→ **Set problem**: Reproduce the listing from the line with "Give x and y for each instance of the tall green" up to and including the line with "<point>340,73</point>", swapping "tall green tree" for "tall conifer" and keeping everything else unchanged. Return only those lines.

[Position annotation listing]
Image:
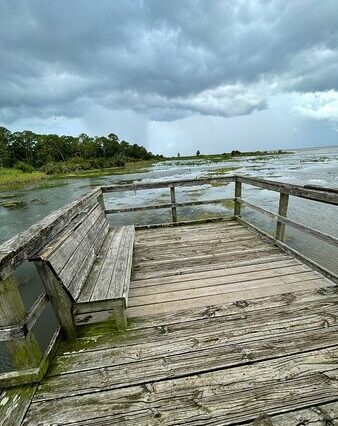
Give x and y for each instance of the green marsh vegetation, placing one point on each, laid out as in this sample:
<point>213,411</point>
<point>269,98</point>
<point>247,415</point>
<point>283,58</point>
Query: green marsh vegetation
<point>27,157</point>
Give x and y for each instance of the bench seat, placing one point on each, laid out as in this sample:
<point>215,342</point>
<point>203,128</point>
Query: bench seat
<point>86,269</point>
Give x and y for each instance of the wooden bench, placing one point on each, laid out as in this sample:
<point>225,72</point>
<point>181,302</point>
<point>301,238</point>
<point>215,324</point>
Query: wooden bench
<point>86,269</point>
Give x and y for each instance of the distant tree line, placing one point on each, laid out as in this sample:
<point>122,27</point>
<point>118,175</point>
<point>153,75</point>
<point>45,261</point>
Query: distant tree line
<point>56,154</point>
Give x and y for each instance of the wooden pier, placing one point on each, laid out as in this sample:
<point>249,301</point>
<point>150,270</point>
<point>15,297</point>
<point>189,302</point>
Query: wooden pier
<point>211,322</point>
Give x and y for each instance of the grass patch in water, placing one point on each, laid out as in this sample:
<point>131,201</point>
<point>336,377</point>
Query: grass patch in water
<point>219,184</point>
<point>50,184</point>
<point>228,204</point>
<point>129,168</point>
<point>222,171</point>
<point>18,204</point>
<point>13,178</point>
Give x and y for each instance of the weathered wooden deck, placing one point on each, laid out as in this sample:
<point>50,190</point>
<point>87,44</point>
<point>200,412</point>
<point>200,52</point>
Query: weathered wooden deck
<point>224,328</point>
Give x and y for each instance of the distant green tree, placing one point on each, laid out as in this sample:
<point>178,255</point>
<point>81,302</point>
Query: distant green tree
<point>82,152</point>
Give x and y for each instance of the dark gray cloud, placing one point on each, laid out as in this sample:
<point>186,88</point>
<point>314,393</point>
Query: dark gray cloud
<point>165,59</point>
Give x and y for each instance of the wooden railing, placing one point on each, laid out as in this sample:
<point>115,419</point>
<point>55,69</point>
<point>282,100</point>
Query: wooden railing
<point>16,324</point>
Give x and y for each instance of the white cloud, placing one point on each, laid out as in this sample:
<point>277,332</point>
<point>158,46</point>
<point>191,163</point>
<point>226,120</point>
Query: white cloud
<point>318,105</point>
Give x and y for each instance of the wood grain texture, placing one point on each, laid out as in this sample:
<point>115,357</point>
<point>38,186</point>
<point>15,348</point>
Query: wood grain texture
<point>227,397</point>
<point>14,403</point>
<point>22,246</point>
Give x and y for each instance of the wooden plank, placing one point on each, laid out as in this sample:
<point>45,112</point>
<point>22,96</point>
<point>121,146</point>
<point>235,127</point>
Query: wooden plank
<point>166,184</point>
<point>14,403</point>
<point>35,311</point>
<point>11,332</point>
<point>192,245</point>
<point>323,414</point>
<point>220,402</point>
<point>63,246</point>
<point>187,229</point>
<point>188,240</point>
<point>174,225</point>
<point>171,254</point>
<point>282,211</point>
<point>238,194</point>
<point>234,270</point>
<point>323,295</point>
<point>318,234</point>
<point>92,278</point>
<point>104,278</point>
<point>276,256</point>
<point>196,362</point>
<point>82,244</point>
<point>302,272</point>
<point>60,300</point>
<point>25,353</point>
<point>296,254</point>
<point>221,287</point>
<point>22,246</point>
<point>256,248</point>
<point>295,190</point>
<point>174,205</point>
<point>155,342</point>
<point>120,278</point>
<point>235,296</point>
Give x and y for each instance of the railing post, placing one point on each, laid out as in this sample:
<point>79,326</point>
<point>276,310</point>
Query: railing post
<point>100,199</point>
<point>282,211</point>
<point>238,194</point>
<point>25,352</point>
<point>173,202</point>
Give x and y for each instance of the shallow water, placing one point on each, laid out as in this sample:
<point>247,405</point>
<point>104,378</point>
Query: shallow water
<point>315,166</point>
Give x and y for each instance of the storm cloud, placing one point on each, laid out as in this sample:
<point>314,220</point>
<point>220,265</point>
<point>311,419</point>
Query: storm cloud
<point>165,60</point>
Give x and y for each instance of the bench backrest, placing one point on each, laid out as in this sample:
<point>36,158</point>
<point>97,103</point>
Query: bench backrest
<point>72,253</point>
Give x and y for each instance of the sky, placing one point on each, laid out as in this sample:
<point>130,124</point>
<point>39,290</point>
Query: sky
<point>173,75</point>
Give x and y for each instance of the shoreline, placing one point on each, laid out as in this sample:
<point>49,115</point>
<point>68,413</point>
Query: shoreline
<point>12,179</point>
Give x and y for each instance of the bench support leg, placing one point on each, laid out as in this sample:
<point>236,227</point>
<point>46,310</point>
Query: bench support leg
<point>60,300</point>
<point>120,317</point>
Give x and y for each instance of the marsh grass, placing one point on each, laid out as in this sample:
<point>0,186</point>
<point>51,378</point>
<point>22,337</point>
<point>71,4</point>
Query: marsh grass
<point>12,178</point>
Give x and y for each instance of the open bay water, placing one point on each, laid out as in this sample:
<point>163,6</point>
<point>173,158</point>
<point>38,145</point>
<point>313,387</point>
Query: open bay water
<point>317,166</point>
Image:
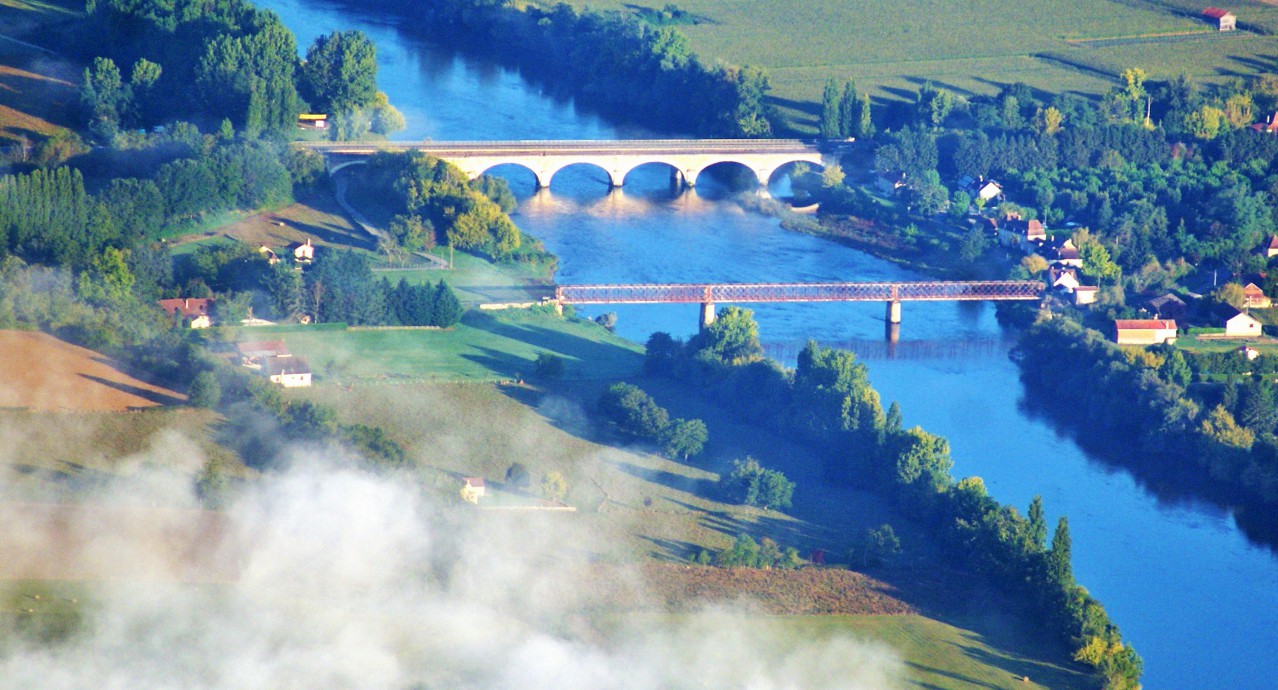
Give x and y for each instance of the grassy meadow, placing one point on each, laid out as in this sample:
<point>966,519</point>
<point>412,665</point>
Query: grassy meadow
<point>975,47</point>
<point>634,504</point>
<point>485,346</point>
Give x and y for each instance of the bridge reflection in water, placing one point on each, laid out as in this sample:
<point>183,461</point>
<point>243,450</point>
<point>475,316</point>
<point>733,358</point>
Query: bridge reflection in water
<point>891,348</point>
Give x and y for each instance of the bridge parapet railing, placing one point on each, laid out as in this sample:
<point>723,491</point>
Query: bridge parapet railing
<point>800,291</point>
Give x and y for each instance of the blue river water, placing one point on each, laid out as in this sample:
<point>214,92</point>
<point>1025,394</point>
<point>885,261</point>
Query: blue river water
<point>1196,598</point>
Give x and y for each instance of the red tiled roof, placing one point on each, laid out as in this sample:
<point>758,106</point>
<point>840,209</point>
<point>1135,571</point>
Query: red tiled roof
<point>1145,323</point>
<point>187,307</point>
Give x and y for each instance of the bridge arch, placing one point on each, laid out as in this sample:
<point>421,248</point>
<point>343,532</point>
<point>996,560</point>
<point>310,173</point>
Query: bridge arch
<point>615,175</point>
<point>335,169</point>
<point>790,166</point>
<point>675,170</point>
<point>729,164</point>
<point>515,165</point>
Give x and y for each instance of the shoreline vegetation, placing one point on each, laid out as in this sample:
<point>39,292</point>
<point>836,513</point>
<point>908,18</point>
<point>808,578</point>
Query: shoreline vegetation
<point>248,88</point>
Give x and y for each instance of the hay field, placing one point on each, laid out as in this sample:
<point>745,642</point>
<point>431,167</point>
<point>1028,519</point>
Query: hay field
<point>890,49</point>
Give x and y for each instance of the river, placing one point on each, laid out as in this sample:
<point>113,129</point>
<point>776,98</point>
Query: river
<point>1190,592</point>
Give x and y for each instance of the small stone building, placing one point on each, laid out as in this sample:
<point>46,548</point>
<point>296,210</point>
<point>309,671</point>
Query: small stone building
<point>1144,331</point>
<point>1242,325</point>
<point>1222,19</point>
<point>290,372</point>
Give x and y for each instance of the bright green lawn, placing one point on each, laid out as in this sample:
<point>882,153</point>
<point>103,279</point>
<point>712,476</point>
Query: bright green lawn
<point>934,654</point>
<point>1195,344</point>
<point>485,346</point>
<point>477,280</point>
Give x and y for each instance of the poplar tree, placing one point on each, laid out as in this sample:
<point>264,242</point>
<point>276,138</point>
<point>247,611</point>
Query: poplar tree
<point>1038,523</point>
<point>831,119</point>
<point>1058,567</point>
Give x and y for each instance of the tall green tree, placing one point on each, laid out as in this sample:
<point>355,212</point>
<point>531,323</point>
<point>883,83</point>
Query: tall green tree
<point>731,339</point>
<point>831,115</point>
<point>340,73</point>
<point>1060,567</point>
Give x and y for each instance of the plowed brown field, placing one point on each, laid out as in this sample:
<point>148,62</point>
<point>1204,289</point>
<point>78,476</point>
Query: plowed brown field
<point>42,373</point>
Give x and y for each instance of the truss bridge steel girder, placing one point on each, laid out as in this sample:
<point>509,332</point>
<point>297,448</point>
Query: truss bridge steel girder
<point>800,291</point>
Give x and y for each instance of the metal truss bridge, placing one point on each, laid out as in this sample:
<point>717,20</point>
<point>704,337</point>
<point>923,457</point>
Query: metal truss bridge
<point>891,293</point>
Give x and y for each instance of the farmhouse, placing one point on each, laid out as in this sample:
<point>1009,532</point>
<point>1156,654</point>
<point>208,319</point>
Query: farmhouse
<point>197,312</point>
<point>288,371</point>
<point>1223,19</point>
<point>985,189</point>
<point>1085,294</point>
<point>888,183</point>
<point>1062,275</point>
<point>1144,331</point>
<point>1167,307</point>
<point>1241,325</point>
<point>1255,298</point>
<point>304,253</point>
<point>1061,252</point>
<point>1024,235</point>
<point>472,490</point>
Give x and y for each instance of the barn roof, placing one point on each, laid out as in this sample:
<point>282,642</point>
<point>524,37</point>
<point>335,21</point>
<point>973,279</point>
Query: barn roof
<point>1145,323</point>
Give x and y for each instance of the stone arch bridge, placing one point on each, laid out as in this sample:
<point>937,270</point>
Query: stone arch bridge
<point>685,157</point>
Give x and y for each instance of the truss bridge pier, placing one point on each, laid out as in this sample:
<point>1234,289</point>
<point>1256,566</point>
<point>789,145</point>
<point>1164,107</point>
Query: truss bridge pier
<point>708,294</point>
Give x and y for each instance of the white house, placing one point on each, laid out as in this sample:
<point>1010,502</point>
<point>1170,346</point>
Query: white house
<point>1144,331</point>
<point>290,372</point>
<point>987,189</point>
<point>472,490</point>
<point>1254,297</point>
<point>304,253</point>
<point>1242,325</point>
<point>1085,294</point>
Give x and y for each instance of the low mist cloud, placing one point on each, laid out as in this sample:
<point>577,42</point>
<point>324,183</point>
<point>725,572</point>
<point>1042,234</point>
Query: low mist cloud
<point>322,576</point>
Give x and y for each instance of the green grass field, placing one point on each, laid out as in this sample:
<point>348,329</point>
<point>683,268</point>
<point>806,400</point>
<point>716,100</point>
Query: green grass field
<point>633,504</point>
<point>485,346</point>
<point>934,654</point>
<point>891,49</point>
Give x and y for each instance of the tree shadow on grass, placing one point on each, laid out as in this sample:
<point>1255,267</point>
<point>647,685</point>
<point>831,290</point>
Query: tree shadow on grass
<point>672,550</point>
<point>146,394</point>
<point>951,675</point>
<point>702,488</point>
<point>566,345</point>
<point>1039,672</point>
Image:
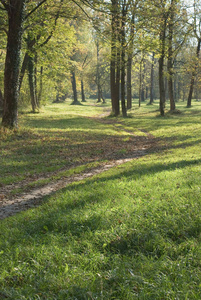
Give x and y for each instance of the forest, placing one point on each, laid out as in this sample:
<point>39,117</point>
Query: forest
<point>119,50</point>
<point>100,138</point>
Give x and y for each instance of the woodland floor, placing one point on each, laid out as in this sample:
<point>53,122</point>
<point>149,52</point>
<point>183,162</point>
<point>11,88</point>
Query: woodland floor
<point>137,146</point>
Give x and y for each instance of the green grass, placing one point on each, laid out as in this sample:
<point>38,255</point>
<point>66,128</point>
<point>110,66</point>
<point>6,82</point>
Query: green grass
<point>133,232</point>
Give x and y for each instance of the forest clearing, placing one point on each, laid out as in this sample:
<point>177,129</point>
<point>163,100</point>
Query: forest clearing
<point>131,231</point>
<point>100,157</point>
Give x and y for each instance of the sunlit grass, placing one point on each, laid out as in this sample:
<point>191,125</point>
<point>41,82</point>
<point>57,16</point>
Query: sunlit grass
<point>132,232</point>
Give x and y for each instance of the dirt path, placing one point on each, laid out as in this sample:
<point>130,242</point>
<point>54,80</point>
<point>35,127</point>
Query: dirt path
<point>10,206</point>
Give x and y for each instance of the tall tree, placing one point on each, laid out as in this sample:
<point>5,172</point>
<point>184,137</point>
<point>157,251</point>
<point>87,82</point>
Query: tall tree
<point>197,33</point>
<point>15,10</point>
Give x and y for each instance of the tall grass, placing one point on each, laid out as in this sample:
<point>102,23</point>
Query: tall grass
<point>132,232</point>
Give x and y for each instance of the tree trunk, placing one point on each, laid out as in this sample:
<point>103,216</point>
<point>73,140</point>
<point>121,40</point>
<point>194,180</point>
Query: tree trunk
<point>74,87</point>
<point>40,86</point>
<point>170,58</point>
<point>1,100</point>
<point>115,59</point>
<point>129,91</point>
<point>98,73</point>
<point>15,11</point>
<point>123,63</point>
<point>129,65</point>
<point>32,83</point>
<point>193,76</point>
<point>82,91</point>
<point>161,67</point>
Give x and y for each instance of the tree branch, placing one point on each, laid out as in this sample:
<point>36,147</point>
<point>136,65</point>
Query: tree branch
<point>31,12</point>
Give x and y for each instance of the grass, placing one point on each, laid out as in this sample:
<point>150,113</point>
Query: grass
<point>133,232</point>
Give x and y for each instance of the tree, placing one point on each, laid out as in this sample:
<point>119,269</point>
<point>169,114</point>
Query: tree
<point>15,11</point>
<point>197,32</point>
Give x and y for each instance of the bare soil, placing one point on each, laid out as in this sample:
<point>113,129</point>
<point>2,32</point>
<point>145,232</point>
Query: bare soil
<point>10,205</point>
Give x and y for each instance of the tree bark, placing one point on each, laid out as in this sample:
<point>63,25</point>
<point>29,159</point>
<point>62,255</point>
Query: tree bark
<point>129,65</point>
<point>123,63</point>
<point>161,66</point>
<point>74,87</point>
<point>32,83</point>
<point>40,86</point>
<point>115,60</point>
<point>15,10</point>
<point>152,80</point>
<point>170,58</point>
<point>82,91</point>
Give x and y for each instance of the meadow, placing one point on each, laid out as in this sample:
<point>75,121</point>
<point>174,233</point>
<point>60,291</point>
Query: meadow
<point>132,232</point>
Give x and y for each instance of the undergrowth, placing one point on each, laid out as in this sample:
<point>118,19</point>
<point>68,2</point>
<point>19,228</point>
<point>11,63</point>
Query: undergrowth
<point>132,232</point>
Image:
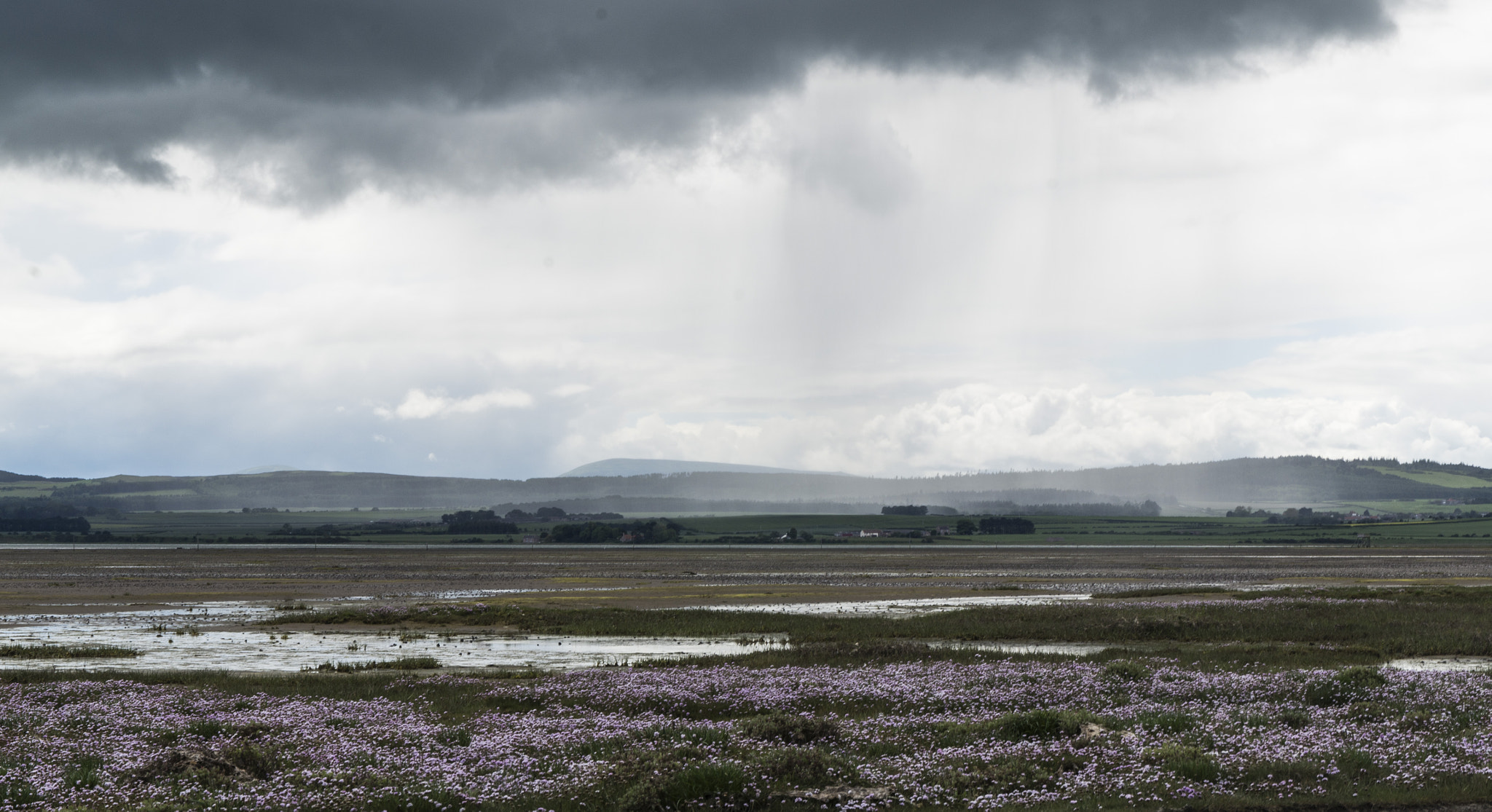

→ **Problem solution**:
Give x and y for each instance of the tall conifer, placing one point on each, laid out as in this sample:
<point>355,212</point>
<point>531,323</point>
<point>883,83</point>
Query: tall conifer
<point>731,339</point>
<point>831,115</point>
<point>340,73</point>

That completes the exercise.